Material supplied →

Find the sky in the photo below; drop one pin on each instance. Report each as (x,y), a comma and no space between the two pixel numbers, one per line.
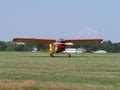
(54,19)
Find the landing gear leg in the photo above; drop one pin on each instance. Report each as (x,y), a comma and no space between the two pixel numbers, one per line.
(69,55)
(51,55)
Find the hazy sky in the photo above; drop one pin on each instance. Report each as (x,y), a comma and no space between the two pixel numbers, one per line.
(60,19)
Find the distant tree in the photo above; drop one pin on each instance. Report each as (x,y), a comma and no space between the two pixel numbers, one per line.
(10,46)
(20,47)
(2,46)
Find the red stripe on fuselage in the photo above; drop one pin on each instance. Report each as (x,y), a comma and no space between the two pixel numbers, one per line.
(60,47)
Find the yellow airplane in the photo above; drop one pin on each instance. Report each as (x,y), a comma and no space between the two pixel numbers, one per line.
(56,46)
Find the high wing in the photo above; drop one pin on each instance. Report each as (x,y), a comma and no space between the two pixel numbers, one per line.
(34,40)
(84,41)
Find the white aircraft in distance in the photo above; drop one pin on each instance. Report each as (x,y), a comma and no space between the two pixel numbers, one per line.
(56,46)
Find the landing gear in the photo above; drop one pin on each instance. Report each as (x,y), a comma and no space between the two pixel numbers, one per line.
(69,55)
(51,55)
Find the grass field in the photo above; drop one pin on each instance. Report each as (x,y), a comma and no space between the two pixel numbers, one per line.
(38,71)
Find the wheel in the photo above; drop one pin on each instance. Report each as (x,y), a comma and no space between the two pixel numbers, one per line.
(69,55)
(51,55)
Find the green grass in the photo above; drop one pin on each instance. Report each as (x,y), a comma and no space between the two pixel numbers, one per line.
(82,71)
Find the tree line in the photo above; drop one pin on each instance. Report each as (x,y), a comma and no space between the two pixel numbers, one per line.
(105,45)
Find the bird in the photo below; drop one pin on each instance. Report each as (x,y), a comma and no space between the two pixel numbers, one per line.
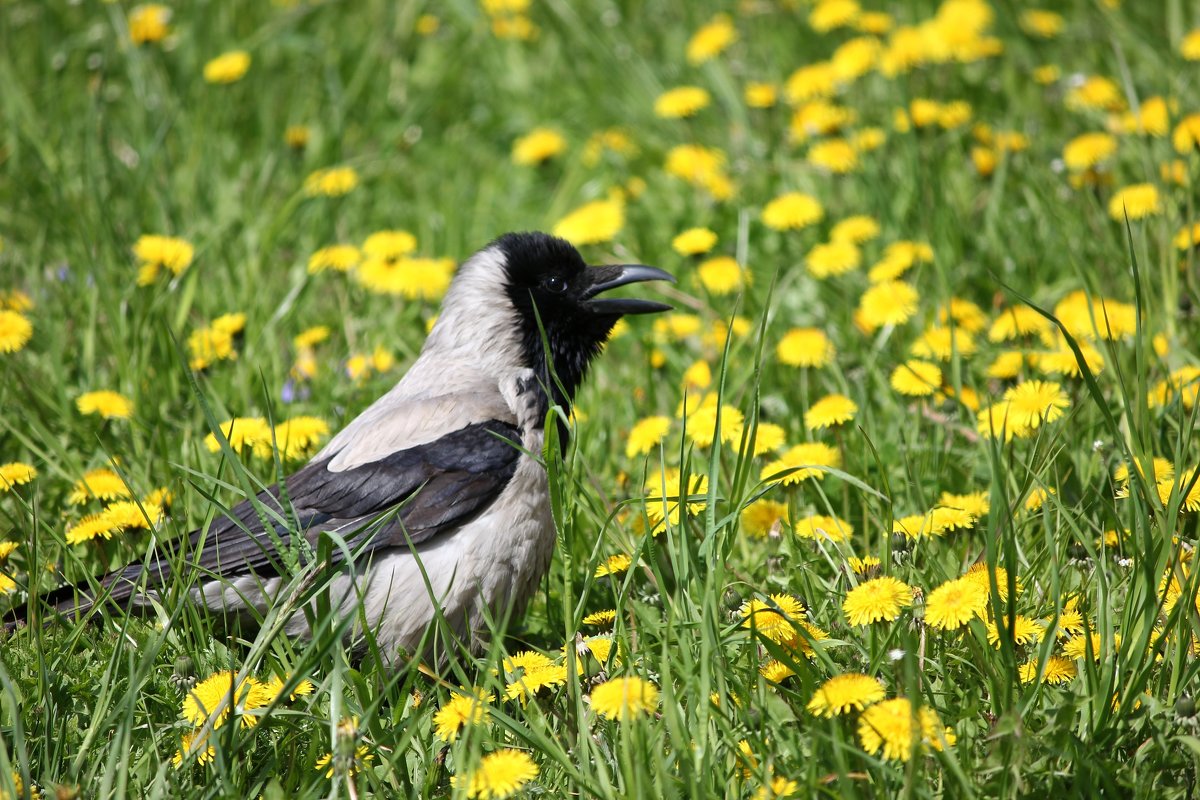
(439,487)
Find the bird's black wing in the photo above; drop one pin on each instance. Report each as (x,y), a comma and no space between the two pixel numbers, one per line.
(430,488)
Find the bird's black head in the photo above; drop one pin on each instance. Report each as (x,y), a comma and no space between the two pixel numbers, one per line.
(556,292)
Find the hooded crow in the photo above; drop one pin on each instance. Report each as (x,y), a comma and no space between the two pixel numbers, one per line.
(439,487)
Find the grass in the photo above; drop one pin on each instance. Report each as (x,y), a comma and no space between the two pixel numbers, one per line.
(103,142)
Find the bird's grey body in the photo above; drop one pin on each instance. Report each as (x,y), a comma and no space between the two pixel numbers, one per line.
(439,487)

To do → Your answer must be an exact copy of the records above, with no pictures included.

Written response →
Find the sky in the photo below; drop one pin on each instance. Report each as (x,y), a comma and no space between the two pixel numbers, one per line.
(54,19)
Find the landing gear leg in the photo above; drop one pin on each instance. Report each as (x,y), a comma and no space between the two pixel numbers, one per line.
(69,55)
(51,55)
Find the hazy sky in the photo above; drop one pin on each instance. Report each as (x,y), a comma and no space between the two pixel numbers, one per line.
(60,19)
Find the distant tree in the photo above; drop one pin on each instance. Report each as (x,y), a comma and no space between the two pixel numbers, one per line.
(10,46)
(20,47)
(2,46)
Find the red stripe on fuselage in the photo above; drop one pin on each instance. Report each as (x,y), a comma and no space between the two pixel numbers, one per line.
(60,47)
Find the yellow airplane in the photo above; drop one pin on each instance. Report each as (x,y), a comma and no space between the two pixel numbers, one per line.
(56,46)
Find the high wing in the photo above; drop one pin on each instance. Report each as (x,y), a comma and no space between the two pixel numbers, one per line.
(34,40)
(84,41)
Find the white aircraft in distance in the photo above; drop one pin on each instance. Report each as (x,y), a comma and no space between the two pixel numbers, one per line.
(56,46)
Find the landing gear in the photo above; drop one pin on each instance. Report each as (x,y), a comma and no space between the two pixel numbers, one per line.
(69,55)
(51,55)
Find the grass field in the photo above; drop one pin on each instance. Report each as (x,y), a comma and no space between the two pixel numbers, one per line.
(38,71)
Find the wheel in the photo above; drop one pin on each instance. Report each as (x,y), a comma and no space between the two pixel numbers, one per line.
(69,55)
(51,55)
Find the green grass in the photo above; drop one pin on each instance. Report each as (x,y), a comma and no space between the two pixel numbers, one per line.
(82,71)
Find the tree line in the photo above; drop one pin on each instance. Report each as (x,y), a comma and no space between the two pixel numbers, one per line.
(105,45)
Find the bird in the photo below; drop one pin on each instance. Report each as (x,y), a comma and no space between the two pixel numbers, one per line.
(439,487)
Find the bird's black wing in the photo above; drop one pin on each instance. Report each as (x,y), a comma and no space between the two pixel numbers, one per line.
(430,488)
Find the bird's black head in the photo above; drop one pin on each instance. Report each as (x,y), a comma and no space between the two pixel numbers, one per line.
(556,292)
Find the hooded crow in the photo above; drop one pin on each instance. Report each as (x,y), a comma and no space between the two pixel numbers, one per line.
(439,487)
Find the grass in the photo above; drop one pin on each instance. Report each as (x,y), a comma and no space between the two pixel numbers, one per line.
(103,142)
Find the bird's grey body in the photo above; drop one pin on each instance. Report each as (x,y), a comma and no space between the two pixel numbers, one per line.
(439,487)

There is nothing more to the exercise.